Problem to solve:
Write out the entries below again with "tag" switched to "mark" everywhere and nothing else changed, and leave the pictures out.
— START Dataset records —
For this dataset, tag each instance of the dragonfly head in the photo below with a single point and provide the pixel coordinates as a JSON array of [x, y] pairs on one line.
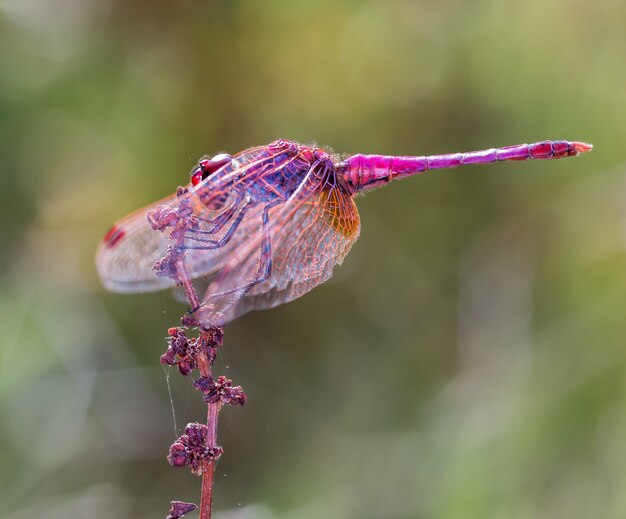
[[207, 167]]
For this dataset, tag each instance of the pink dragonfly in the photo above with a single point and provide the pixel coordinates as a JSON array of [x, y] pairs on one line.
[[267, 225]]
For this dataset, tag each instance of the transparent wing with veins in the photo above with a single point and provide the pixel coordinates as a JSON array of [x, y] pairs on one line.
[[295, 250], [128, 253]]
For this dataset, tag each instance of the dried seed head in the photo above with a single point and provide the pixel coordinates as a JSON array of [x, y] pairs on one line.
[[180, 508]]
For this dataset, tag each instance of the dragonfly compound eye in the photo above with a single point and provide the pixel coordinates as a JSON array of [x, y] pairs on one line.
[[207, 167]]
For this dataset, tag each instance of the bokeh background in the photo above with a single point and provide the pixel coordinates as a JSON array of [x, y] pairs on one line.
[[468, 360]]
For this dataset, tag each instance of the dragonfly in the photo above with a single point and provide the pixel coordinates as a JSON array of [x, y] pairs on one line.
[[267, 225]]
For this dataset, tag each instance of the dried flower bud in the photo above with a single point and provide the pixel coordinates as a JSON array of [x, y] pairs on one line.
[[178, 456]]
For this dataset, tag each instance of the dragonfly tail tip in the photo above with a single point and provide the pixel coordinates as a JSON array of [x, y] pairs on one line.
[[582, 147]]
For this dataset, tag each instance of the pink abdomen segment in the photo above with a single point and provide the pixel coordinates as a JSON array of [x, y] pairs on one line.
[[363, 172]]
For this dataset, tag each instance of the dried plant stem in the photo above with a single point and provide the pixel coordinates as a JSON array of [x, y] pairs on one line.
[[208, 468], [198, 447]]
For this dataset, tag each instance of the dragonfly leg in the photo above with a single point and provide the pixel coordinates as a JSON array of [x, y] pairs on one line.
— END Dataset records —
Solution to this task:
For this dataset, mark each instance of the dragonfly head in the photo below with a single point and provide the pixel coordinates as a JSON array of [x, y] pairs on one line.
[[207, 167]]
For this dataset, mark each instance of the pink dragonfly in the photo above with a single point and provide the pixel coordinates as a JSON array of [x, y] pairs on one line.
[[267, 225]]
For this dataset, mark each instance of the transparent wing with veins in the photo above with a single point and provide the pixel coordinates as a JSON array of [x, y] pairs on one line.
[[295, 250], [128, 253]]
For this dataset, mark each instance of the dried seed head in the photo above with a single point and provide the pixel coordinates as a JSON array of [x, y] pairs on one line.
[[180, 508]]
For this dataset, mark each instance of the dragonfly compound eye in the photo above with a single point and provide the pixel coordinates as a JSON array of [x, y] pairs on one line.
[[207, 167]]
For this dataset, mark each instance of the bokeh background in the photo above with a single point and provide the pixel coordinates as a JSON array of [x, y] pairs on one line.
[[468, 360]]
For this dataset, mark each instance of the dragonfly in the photo above with a single point and provide the pixel coordinates as a JSON array of [x, y] pairs on one line.
[[267, 225]]
For this dataset, mark each instance of the dried flower bud in the photo above with a single point and provide the pixel coordinates as a JSON array of [x, y] pairs on one line.
[[178, 456]]
For this dataset, mark each instance of the dragonfly tail tip in the photo above with a single point and provide the pixel coordinates as a JSON array of [x, y] pairs on one line.
[[582, 147]]
For this dataset, mark each instance of the pink abdomen segment in the photo above with a single point and provide the pixel coordinates as a JSON array of [x, y] pairs on one line.
[[363, 172]]
For this dataset, mark each instance of the dried plant stem in the photo above with a single point and provide the pixel coordinates as a JSON array of [x, y] pairs on one line.
[[208, 468], [198, 447]]
For this dataset, mark each instance of the dragonfly leg in the photo above with a single point and provide the pixel coordinates as a JSON array of [x, y] pairs on one line.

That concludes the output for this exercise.